● **Supplied text**

# Carpet Eating



## Nezzie01 (Mar 27, 2009)

I just recently got my hedgehog but she keeps doing this thing where she tries to eat our carpet. It seems to always be in the same five spots and I have even washed the area. Can someone tell me why she keeps doing this and how to correct the behavior?


----------



## Zalea (Sep 12, 2008)

She could just like the texture. My hedgie loves the texture of macrame rope...he was near some one day and attacked it. I don't know why. 
Could there also be a smell on the carpet? Especially if you used a special cleaner there could be a smell left there.
My guess is that she's trying to anoint with it because she likes the texture. Definitely be careful about cleaners if you're using them though because licking all over that can't be good.


----------



## LizardGirl (Aug 25, 2008)

I agree that she is probably annointing with the carpet, because something there smells good. There is not way to "correct" annointing, you just have to clean the area so it doesn't smell good anymore, or keep her away from there.

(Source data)
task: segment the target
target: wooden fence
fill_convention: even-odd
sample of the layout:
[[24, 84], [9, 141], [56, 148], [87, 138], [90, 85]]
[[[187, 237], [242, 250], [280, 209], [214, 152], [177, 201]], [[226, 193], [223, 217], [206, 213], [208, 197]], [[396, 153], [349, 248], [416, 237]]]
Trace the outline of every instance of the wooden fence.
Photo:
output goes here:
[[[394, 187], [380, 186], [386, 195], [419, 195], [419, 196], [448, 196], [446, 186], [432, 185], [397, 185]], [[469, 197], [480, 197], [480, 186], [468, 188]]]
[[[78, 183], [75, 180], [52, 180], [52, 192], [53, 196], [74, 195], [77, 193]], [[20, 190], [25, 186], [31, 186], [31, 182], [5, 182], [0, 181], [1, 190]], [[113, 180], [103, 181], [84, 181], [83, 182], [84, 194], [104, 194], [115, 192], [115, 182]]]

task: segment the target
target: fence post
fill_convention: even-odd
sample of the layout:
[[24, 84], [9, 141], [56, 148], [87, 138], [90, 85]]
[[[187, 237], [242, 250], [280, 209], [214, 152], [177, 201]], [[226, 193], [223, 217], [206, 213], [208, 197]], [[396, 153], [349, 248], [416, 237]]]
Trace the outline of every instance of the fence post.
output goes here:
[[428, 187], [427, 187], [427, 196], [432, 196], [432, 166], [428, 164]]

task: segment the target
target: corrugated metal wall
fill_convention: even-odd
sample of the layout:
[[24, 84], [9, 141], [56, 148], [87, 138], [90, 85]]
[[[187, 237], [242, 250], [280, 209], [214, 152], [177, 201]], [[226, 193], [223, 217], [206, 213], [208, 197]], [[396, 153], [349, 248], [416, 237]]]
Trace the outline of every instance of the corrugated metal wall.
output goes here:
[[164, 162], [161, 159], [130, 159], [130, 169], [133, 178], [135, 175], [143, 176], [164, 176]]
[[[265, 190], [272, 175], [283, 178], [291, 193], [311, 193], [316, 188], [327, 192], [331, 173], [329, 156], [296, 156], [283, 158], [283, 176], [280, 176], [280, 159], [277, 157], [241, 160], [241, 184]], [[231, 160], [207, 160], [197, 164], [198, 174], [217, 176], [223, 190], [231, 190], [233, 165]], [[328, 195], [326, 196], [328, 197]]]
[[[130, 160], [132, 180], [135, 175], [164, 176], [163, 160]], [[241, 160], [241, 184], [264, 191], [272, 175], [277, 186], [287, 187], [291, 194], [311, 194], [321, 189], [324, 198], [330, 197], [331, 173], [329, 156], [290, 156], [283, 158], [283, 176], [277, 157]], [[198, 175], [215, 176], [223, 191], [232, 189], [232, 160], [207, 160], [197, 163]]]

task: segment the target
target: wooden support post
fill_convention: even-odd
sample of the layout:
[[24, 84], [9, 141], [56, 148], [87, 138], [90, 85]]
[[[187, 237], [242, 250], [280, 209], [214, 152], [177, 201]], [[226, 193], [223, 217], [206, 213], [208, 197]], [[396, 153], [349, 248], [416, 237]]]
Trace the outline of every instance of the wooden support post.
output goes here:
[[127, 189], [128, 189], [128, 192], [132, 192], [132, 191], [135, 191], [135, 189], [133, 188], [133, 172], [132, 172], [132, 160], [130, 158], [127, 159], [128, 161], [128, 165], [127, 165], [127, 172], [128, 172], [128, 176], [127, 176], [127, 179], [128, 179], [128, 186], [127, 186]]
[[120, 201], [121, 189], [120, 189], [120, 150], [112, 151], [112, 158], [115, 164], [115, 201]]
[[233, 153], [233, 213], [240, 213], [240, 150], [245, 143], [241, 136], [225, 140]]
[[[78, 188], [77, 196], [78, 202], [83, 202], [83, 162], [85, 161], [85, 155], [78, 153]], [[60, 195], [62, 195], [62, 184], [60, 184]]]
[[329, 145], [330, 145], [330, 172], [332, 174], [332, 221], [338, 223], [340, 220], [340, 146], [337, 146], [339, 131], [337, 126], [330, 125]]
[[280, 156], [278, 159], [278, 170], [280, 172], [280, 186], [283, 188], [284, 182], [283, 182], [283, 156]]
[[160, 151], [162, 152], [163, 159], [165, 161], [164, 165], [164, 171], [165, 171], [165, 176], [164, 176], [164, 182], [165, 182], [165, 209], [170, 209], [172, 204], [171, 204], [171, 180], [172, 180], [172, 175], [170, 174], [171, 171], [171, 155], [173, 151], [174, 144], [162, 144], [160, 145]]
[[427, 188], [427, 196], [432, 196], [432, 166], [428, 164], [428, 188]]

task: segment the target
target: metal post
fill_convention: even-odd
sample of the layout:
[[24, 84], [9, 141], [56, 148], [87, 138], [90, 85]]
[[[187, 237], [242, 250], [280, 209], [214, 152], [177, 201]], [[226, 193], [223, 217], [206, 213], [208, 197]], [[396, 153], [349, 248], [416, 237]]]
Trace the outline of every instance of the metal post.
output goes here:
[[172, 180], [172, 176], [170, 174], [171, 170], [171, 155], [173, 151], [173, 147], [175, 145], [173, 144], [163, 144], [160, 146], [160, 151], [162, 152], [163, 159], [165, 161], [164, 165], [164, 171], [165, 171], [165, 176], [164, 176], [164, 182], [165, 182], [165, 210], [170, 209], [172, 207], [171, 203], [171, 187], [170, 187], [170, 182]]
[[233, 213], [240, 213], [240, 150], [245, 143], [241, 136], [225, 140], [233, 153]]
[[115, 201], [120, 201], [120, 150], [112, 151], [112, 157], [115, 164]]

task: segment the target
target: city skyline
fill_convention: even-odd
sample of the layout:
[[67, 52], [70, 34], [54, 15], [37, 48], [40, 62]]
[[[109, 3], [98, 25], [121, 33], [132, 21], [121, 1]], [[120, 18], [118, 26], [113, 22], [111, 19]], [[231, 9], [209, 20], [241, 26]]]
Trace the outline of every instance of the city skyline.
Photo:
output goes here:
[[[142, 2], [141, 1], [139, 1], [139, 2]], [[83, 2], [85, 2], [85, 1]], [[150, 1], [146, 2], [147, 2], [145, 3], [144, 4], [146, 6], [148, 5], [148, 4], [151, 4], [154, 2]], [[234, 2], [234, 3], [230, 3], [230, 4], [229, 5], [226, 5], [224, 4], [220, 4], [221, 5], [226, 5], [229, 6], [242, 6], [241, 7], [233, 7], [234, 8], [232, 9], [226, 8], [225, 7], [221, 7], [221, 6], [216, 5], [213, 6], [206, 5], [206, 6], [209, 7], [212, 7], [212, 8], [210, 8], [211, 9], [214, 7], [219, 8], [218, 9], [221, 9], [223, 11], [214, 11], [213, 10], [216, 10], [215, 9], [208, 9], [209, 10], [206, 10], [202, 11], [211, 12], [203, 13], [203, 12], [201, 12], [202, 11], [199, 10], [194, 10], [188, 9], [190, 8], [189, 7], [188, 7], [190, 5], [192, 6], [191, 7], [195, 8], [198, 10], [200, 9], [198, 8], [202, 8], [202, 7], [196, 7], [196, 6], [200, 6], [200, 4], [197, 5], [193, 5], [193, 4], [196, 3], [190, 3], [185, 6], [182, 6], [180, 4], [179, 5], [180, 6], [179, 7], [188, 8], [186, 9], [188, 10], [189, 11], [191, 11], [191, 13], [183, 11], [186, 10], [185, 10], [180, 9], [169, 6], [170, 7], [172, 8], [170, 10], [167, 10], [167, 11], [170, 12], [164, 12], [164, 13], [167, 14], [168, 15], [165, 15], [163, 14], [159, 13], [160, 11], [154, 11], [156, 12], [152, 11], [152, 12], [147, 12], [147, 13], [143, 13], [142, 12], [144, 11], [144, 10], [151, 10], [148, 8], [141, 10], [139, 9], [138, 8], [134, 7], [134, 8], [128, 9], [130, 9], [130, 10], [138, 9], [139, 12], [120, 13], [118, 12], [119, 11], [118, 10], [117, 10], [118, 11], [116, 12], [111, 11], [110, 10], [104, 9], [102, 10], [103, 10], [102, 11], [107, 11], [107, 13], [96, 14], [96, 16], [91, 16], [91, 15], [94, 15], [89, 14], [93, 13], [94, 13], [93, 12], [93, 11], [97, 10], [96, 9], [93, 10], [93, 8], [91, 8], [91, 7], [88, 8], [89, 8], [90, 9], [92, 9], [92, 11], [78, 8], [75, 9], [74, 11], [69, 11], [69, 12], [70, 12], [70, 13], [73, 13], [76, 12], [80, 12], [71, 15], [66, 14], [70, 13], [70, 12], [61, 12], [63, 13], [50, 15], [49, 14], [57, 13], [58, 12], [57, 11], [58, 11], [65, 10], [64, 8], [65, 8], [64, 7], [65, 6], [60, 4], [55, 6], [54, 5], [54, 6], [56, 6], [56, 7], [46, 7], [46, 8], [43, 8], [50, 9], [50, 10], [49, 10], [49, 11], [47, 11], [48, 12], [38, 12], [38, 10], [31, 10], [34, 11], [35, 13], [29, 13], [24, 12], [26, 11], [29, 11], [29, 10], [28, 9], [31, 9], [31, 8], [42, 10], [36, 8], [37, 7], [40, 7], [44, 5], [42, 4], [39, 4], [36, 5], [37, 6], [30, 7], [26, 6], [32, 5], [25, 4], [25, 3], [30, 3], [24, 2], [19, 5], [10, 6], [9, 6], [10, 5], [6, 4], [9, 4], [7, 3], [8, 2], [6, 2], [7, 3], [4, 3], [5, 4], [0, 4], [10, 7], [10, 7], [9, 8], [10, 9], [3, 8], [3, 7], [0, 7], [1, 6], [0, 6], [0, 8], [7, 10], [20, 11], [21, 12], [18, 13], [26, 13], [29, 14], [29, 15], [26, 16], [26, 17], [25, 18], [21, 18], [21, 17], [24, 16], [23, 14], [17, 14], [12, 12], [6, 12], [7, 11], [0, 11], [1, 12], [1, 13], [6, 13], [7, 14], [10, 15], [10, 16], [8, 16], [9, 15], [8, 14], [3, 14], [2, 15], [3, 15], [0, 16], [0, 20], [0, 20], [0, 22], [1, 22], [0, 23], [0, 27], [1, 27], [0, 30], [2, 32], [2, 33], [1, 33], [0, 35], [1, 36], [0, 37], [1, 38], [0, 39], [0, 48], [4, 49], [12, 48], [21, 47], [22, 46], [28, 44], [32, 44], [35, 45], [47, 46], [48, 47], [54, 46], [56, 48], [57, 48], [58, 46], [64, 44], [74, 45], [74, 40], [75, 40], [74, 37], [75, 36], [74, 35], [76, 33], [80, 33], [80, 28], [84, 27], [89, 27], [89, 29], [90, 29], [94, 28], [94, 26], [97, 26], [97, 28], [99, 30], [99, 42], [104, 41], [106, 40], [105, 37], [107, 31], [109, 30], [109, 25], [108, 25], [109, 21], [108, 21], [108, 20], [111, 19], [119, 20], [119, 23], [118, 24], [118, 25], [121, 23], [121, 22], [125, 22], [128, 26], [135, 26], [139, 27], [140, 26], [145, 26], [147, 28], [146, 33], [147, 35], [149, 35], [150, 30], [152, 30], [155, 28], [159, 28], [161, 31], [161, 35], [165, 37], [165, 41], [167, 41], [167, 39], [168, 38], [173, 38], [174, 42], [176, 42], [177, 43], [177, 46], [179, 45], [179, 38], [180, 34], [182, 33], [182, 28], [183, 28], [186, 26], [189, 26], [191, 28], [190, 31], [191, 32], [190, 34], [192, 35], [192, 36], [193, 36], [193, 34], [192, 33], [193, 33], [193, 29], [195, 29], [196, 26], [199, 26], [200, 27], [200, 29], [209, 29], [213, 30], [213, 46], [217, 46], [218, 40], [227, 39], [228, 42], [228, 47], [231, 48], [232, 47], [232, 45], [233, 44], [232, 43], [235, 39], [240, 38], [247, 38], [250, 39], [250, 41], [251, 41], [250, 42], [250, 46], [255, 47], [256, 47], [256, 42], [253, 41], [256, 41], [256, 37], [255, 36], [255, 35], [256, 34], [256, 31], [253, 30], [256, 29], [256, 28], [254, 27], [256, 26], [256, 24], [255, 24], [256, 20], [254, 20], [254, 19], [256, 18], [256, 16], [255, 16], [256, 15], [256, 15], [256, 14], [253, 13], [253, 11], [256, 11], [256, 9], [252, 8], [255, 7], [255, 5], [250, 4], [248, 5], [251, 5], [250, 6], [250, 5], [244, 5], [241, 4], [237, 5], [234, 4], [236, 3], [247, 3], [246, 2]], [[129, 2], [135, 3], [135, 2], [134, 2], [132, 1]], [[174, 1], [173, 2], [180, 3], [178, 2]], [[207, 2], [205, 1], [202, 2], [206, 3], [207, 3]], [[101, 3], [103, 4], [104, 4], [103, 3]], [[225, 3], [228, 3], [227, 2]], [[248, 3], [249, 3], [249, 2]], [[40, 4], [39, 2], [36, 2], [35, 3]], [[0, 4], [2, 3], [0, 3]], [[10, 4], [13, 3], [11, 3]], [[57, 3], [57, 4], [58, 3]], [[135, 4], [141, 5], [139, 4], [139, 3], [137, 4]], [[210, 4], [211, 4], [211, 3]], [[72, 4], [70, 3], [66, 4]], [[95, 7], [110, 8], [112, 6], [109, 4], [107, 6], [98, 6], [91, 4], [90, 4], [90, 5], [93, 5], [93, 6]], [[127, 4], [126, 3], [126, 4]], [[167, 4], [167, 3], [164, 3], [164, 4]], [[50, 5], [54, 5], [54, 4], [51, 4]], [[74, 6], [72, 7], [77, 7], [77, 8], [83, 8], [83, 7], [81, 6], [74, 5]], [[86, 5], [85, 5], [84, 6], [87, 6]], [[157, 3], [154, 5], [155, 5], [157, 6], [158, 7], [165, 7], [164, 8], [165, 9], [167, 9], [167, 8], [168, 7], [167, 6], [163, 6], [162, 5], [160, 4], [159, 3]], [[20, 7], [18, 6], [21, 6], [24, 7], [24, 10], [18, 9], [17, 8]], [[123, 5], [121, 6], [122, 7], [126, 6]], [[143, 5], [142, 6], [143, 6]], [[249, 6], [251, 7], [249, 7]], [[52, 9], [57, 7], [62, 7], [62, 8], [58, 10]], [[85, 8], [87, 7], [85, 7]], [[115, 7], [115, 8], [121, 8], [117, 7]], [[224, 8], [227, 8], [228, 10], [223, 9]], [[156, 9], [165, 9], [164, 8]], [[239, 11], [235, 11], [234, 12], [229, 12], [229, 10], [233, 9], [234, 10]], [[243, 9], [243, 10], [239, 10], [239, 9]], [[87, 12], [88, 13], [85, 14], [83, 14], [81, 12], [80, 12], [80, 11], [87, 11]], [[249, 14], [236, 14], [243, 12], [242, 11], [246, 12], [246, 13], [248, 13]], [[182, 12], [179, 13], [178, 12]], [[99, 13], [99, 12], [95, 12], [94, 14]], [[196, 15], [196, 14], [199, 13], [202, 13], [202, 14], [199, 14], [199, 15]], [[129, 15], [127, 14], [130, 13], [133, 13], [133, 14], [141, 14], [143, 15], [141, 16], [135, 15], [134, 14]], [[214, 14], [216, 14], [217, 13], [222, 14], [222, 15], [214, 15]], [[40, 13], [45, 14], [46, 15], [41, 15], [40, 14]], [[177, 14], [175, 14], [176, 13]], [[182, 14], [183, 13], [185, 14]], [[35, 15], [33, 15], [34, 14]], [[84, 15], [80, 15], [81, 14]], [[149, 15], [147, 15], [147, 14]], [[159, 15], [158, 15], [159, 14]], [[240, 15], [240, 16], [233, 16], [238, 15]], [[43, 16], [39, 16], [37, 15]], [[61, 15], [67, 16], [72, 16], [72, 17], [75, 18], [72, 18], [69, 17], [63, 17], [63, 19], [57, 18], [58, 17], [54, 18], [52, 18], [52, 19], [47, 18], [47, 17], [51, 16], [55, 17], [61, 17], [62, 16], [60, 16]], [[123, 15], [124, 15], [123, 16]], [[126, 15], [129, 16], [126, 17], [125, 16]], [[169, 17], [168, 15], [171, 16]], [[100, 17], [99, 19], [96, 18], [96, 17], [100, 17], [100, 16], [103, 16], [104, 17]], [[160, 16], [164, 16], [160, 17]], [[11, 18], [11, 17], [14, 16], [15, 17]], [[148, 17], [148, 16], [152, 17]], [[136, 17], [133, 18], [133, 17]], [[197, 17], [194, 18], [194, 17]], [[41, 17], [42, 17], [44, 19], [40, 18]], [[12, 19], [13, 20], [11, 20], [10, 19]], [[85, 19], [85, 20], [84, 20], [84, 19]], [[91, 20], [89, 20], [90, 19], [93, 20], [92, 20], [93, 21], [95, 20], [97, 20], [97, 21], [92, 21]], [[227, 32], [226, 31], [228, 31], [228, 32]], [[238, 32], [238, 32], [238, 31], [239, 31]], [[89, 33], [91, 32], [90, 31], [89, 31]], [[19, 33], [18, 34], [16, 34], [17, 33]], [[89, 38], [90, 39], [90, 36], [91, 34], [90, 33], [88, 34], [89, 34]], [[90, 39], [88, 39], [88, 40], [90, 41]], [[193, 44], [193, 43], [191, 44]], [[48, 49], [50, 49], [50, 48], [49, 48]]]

● **Complete the following**
(A) Transcribe the part of the hedgehog carpet thread that opens with the words containing "Could there also" and closes with "(Aug 25, 2008)".
(B) Pick up the forum thread about the hedgehog chewing the carpet and continue it from its last post onward.

● **Answers to each task**
(A)
Could there also be a smell on the carpet? Especially if you used a special cleaner there could be a smell left there.
My guess is that she's trying to anoint with it because she likes the texture. Definitely be careful about cleaners if you're using them though because licking all over that can't be good.


----------



## LizardGirl (Aug 25, 2008)

(B)
----------



## silvercat (Oct 24, 2008)

I'd go with the smell & anointing bit. Syvlie has two spots on the sofa & one on the carpet that she likes to go for. All I can think to do is move her when she starts doing this. I've also noticed though that it may have to do with her being hungry. She doesn't normally go for these spots until she's been out for a bit. When she starts pulling at them I will put her back in her tub & she goes (within a few moments) for her food.


----------



## Nezzie01 (Mar 27, 2009)

I thought that it may have been that she was hungry so I put food next to her or her near the food and she woun't eat the food. I've also just been keeping her away from the spots lately because if we do try to move her she will go back and then get angry with us for moving her again and eventually end up biting us. I figured that keeping her away was for the best.


----------



## mel2626 (Sep 28, 2009)

Oh my!!

My little Miss Muffet started doing this last night too. At first it was cute when I saw her annointing...then I realized she was eating the carpet! Not good! She still attempted a few more times but gave up eventually and decided to snuggle with mommy instead.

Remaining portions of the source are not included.